EXERCISE REQUIREMENTS:
a) According to the naloxone kit page, how long does the online overdose training take to complete?
b) From the naloxone kit page, write out everything from "- Breathing is" down to "perception of pain.".

READING TEXT:

--------------------

In 2016, Alaska passed legislation that helped increase access to naloxone, the life-saving medication used in response to an opioid overdose. With the help of the State of Alaska’s Project HOPE, ANTHC provides Opioid Overdose Response Kits via iknowmine.org to Alaska-based addresses. These kits contain naloxone nasal spray that can save a person’s life in the event of an opioid overdose.
How can you get Overdose Response Kits?
- Complete the Opioid Overdose Recognition and Response Training and knowledge check. The online training takes about 15 minutes to complete.
- Submit the training verification form.
- Receive an email with your certificate of completion.
- Order a kit at www.iknowmine.org/shop.
- Or, visit a Project HOPE distribution site.
- If you are located outside of Alaska, please visit www.nextdistro.org to find a distribution site near you.
What’s in the kit?
Included in the kit:
- Naloxone nasal spray – two doses
- Face shield for CPR rescue breathing
- Fentanyl test strip
What is naloxone?
Naloxone is a medication used for the treatment of a known or suspected opioid overdose. Naloxone may counteract the life-threatening effects of an opioid overdose. Naloxone knocks opioids and heroin off the brain’s opioid receptors, reversing the effects of the opioid and allowing the person to breathe again. Narcan® and Kloxxado® are brand names of the medication.
What are the signs of an opioid overdose?
Any of the following are signs of an overdose:
- Face is clammy to touch and has lost color. Center part of eyes are very small (sometimes called “pinpoint pupils”).
- Body is limp.
- Fingernails are slightly blue or purple
- Sleep is deep and person cannot be woken. Will not respond to your voice or touch.
- Breathing is slow or has stopped.
- Heartbeat is slow or has stopped.
What are opioids?
Opioids include many prescription pain relievers. Heroin, an illegal drug, is also an opioid. Fentanyl is a legally prescribed opioid that is also frequently produced illegally in the black market. Made from the opium poppy plant, or produced artificially to have a similar effect, all opioids affect the brain’s regions that produce feelings of reward. Opioids activate the brain’s opioid receptors and reduce pain by attaching to these receptors, reducing the perception of pain.

--------------------

AVAILABLE DATA:
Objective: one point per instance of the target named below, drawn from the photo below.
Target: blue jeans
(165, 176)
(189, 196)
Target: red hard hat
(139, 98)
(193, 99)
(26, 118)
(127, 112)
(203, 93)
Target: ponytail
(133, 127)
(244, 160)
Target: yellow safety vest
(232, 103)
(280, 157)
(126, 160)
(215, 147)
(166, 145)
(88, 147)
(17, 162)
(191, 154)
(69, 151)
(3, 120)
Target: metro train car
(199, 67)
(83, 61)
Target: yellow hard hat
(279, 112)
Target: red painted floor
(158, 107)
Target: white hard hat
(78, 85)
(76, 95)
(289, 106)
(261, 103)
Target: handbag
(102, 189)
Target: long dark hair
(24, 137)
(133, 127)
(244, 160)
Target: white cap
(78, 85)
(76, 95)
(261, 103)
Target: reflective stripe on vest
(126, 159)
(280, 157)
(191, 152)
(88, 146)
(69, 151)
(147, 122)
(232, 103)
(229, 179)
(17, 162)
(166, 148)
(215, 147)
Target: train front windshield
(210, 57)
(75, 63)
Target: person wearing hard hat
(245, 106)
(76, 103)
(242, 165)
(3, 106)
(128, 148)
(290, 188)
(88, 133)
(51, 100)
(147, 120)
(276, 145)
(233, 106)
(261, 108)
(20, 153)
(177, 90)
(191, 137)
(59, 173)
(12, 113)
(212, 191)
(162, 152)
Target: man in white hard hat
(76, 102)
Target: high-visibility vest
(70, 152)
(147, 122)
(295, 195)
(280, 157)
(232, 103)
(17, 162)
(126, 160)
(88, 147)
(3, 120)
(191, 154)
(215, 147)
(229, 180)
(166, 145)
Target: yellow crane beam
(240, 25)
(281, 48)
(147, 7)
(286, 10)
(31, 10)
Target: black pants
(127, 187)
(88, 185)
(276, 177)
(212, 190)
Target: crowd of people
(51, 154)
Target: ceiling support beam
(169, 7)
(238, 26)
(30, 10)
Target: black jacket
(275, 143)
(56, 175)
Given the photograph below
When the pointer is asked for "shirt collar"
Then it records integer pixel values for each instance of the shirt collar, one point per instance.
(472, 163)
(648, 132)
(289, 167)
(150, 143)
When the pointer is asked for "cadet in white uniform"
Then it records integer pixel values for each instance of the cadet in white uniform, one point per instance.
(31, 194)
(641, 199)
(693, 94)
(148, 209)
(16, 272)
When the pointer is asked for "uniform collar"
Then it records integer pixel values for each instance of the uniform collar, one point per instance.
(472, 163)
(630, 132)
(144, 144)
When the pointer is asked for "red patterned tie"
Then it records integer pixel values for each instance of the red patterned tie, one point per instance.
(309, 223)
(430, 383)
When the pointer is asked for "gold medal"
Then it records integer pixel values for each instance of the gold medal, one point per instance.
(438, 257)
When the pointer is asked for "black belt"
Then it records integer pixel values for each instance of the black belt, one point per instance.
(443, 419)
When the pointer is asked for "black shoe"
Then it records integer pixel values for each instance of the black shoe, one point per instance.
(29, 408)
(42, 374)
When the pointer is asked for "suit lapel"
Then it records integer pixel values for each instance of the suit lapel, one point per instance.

--------------------

RESPONSES:
a) About 15 minutes.

b)
- Breathing is slow or has stopped.
- Heartbeat is slow or has stopped.
What are opioids?
Opioids include many prescription pain relievers. Heroin, an illegal drug, is also an opioid. Fentanyl is a legally prescribed opioid that is also frequently produced illegally in the black market. Made from the opium poppy plant, or produced artificially to have a similar effect, all opioids affect the brain’s regions that produce feelings of reward. Opioids activate the brain’s opioid receptors and reduce pain by attaching to these receptors, reducing the perception of pain.